■ Work instructions ■
Every line from the line containing "Task: indicate one point per instance of the moth in" to the end of the data must appear in the answer exactly as it appears there, and nothing else.
----------------------------------------
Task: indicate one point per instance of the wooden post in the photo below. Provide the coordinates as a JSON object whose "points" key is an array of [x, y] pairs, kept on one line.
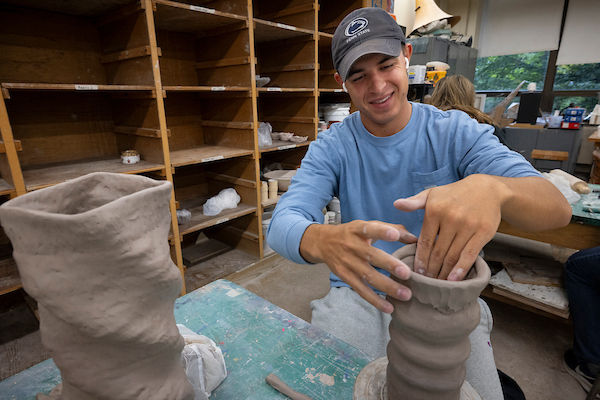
{"points": [[162, 120], [254, 93], [11, 150]]}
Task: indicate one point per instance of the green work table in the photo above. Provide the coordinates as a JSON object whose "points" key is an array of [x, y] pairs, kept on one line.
{"points": [[257, 338]]}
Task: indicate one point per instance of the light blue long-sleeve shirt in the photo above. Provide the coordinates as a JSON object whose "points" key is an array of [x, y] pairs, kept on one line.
{"points": [[367, 173]]}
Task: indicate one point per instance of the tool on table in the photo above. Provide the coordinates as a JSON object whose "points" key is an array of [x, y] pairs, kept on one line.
{"points": [[282, 387]]}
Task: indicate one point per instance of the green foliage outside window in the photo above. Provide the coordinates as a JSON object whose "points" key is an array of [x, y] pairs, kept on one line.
{"points": [[506, 72], [577, 76]]}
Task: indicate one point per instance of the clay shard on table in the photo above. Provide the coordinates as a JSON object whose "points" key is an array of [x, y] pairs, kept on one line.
{"points": [[94, 253]]}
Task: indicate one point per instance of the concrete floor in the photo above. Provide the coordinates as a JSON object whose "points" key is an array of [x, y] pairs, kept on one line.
{"points": [[528, 347]]}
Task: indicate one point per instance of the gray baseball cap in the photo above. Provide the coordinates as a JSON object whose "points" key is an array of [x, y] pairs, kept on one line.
{"points": [[365, 31]]}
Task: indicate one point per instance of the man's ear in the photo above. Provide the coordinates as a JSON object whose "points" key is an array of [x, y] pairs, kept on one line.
{"points": [[338, 79], [408, 50]]}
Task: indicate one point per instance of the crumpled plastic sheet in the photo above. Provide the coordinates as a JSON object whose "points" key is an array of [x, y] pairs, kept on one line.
{"points": [[227, 198], [203, 361]]}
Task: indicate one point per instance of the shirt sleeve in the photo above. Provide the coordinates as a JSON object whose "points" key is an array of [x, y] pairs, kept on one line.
{"points": [[479, 151], [313, 186]]}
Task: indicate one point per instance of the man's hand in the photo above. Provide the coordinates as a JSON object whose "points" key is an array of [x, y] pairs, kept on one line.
{"points": [[347, 250], [460, 218]]}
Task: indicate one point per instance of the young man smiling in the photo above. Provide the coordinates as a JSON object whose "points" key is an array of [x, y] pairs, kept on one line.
{"points": [[404, 173]]}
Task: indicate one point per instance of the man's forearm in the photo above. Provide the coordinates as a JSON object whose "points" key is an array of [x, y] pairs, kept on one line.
{"points": [[532, 203]]}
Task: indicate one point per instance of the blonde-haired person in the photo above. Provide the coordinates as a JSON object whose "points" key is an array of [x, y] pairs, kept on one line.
{"points": [[456, 92]]}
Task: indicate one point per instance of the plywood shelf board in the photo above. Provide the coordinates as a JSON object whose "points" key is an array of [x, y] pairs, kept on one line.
{"points": [[88, 87], [37, 178], [174, 16], [275, 89], [88, 8], [207, 88], [283, 145], [5, 188], [204, 154], [200, 221], [270, 202], [9, 276], [128, 54], [267, 31]]}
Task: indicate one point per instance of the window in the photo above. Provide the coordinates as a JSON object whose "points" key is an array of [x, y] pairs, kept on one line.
{"points": [[577, 77], [506, 72], [588, 103]]}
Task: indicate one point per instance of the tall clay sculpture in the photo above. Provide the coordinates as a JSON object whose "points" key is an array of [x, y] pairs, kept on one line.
{"points": [[429, 339], [93, 252]]}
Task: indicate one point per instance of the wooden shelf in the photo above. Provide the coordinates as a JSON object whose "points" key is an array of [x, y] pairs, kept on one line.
{"points": [[332, 90], [200, 221], [5, 188], [207, 88], [283, 145], [270, 202], [179, 17], [9, 276], [267, 89], [84, 8], [69, 87], [204, 154], [267, 31], [38, 178]]}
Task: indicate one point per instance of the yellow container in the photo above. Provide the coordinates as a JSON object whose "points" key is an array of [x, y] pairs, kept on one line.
{"points": [[434, 76]]}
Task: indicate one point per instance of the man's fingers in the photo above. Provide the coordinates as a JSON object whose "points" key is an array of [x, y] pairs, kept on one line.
{"points": [[425, 244], [369, 295], [377, 230], [439, 251], [413, 203], [453, 254], [381, 259], [467, 258]]}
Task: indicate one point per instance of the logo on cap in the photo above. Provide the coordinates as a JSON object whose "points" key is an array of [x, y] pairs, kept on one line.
{"points": [[357, 25]]}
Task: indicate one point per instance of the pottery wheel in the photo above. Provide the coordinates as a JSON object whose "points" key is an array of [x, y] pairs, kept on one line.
{"points": [[370, 383]]}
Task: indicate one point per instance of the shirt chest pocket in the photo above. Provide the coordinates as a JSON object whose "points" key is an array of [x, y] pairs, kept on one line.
{"points": [[425, 180]]}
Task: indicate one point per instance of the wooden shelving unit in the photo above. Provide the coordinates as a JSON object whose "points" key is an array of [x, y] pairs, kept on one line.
{"points": [[83, 81]]}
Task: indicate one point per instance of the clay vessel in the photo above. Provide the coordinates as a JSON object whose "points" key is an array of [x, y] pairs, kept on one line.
{"points": [[429, 335], [94, 253]]}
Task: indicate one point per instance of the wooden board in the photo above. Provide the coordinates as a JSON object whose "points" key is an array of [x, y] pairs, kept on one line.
{"points": [[9, 276], [267, 31], [5, 188], [282, 145], [181, 17], [203, 250], [545, 297], [42, 177], [200, 221], [257, 338], [536, 271], [205, 154]]}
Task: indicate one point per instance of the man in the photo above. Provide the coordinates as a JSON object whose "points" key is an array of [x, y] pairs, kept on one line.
{"points": [[447, 176]]}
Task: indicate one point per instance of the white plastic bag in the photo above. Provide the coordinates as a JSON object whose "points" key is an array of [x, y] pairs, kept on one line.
{"points": [[203, 362], [264, 134], [564, 186], [227, 198]]}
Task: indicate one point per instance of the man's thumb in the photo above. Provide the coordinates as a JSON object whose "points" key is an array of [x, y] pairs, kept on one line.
{"points": [[413, 203]]}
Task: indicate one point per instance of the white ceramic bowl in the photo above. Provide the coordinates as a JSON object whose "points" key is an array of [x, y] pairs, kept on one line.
{"points": [[283, 178]]}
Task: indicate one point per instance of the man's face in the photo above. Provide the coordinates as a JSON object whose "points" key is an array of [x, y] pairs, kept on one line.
{"points": [[378, 84]]}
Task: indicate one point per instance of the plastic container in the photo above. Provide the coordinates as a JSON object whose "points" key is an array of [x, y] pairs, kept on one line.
{"points": [[335, 112], [416, 73]]}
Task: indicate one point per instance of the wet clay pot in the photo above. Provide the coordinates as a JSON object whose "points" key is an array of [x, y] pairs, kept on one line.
{"points": [[429, 335], [94, 253]]}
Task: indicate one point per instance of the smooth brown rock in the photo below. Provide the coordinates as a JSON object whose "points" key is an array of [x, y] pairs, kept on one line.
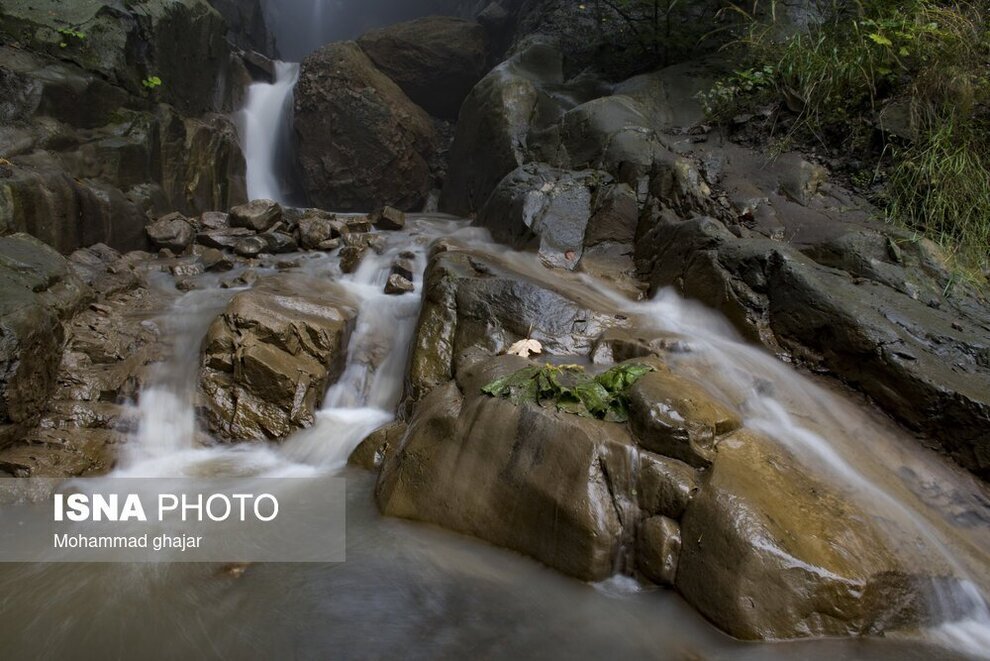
{"points": [[770, 552], [675, 417], [543, 483], [658, 547], [362, 142]]}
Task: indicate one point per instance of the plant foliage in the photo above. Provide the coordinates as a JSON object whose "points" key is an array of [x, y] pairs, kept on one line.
{"points": [[840, 79], [570, 389]]}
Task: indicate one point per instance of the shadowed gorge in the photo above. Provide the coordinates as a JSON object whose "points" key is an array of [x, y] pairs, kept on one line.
{"points": [[612, 366]]}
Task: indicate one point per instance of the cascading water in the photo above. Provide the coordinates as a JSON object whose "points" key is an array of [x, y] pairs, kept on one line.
{"points": [[265, 127], [402, 580]]}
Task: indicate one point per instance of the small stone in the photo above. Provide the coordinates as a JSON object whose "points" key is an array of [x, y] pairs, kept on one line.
{"points": [[389, 218], [251, 246], [214, 220], [173, 232], [403, 267], [397, 285], [350, 257], [257, 215], [245, 279], [280, 242], [187, 269], [358, 223], [225, 239]]}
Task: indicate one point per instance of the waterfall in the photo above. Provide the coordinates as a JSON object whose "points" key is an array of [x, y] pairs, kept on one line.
{"points": [[266, 133]]}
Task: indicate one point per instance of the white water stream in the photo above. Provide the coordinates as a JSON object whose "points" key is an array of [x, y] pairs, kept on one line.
{"points": [[412, 591]]}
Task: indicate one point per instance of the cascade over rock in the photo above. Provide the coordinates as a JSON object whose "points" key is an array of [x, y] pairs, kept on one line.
{"points": [[362, 142]]}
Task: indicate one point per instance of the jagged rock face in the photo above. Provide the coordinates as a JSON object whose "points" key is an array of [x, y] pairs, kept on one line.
{"points": [[246, 26], [362, 142], [182, 42], [269, 358], [683, 494], [88, 160], [495, 121], [39, 291], [435, 60], [519, 476]]}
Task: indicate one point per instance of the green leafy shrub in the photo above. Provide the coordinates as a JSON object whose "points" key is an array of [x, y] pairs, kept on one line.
{"points": [[570, 389], [837, 78], [68, 34]]}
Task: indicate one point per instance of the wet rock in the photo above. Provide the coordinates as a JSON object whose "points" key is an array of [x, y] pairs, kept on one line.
{"points": [[213, 259], [257, 215], [761, 557], [405, 268], [435, 60], [351, 256], [279, 242], [672, 416], [666, 486], [474, 304], [378, 446], [524, 477], [251, 246], [214, 220], [362, 142], [38, 291], [171, 31], [658, 547], [398, 285], [389, 218], [245, 279], [55, 453], [495, 120], [554, 205], [268, 359], [358, 224], [103, 270], [317, 228], [172, 231], [891, 337], [224, 239], [188, 269]]}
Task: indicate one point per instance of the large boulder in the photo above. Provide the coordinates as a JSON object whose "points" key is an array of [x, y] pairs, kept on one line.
{"points": [[555, 205], [495, 120], [246, 25], [868, 303], [39, 291], [524, 477], [435, 60], [270, 356], [474, 304], [770, 552], [362, 142]]}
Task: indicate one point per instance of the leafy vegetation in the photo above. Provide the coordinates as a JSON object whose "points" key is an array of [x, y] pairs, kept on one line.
{"points": [[68, 34], [903, 86], [570, 389]]}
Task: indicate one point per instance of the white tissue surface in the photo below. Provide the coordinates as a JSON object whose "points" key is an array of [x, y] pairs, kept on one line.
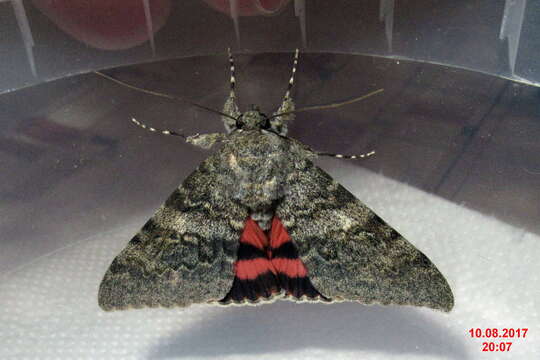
{"points": [[48, 308]]}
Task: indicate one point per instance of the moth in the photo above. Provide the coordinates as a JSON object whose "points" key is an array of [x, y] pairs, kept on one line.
{"points": [[258, 221]]}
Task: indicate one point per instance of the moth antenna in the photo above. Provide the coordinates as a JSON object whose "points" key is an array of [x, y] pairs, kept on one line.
{"points": [[163, 95], [293, 72], [341, 156], [232, 68], [156, 130], [329, 106]]}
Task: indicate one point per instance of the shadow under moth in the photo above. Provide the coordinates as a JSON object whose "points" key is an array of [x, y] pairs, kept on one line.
{"points": [[257, 221]]}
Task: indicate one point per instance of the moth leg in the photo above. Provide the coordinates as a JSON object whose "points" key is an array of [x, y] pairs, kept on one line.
----------------------------------------
■ Solution for this task ■
Task: indicate one point per instance of the moth in the photo above. Provide the coordinates as a JSON object whose "points" key is an array of [x, y] pairs, kept on one line.
{"points": [[258, 221]]}
Task: indicate one point per instance of the moth antenna in the photo above. Provide the coordinates as a JSON object whose "points" key is an array of [x, y] pairs, kept on one line.
{"points": [[163, 95], [293, 72], [341, 156], [232, 68], [156, 130], [329, 106]]}
Task: indicate one point per instance of the shadow under moth in the photo above. Provide the coordinates as a JSON object whose "points" key is an array of [x, y] pairs, kept on one line.
{"points": [[257, 221]]}
Task: indicate one point per instance of the moth leg in the photo above. Provide the coordinates as a JSON object whose "points" key is an array of [x, y] pairs, kept on one line.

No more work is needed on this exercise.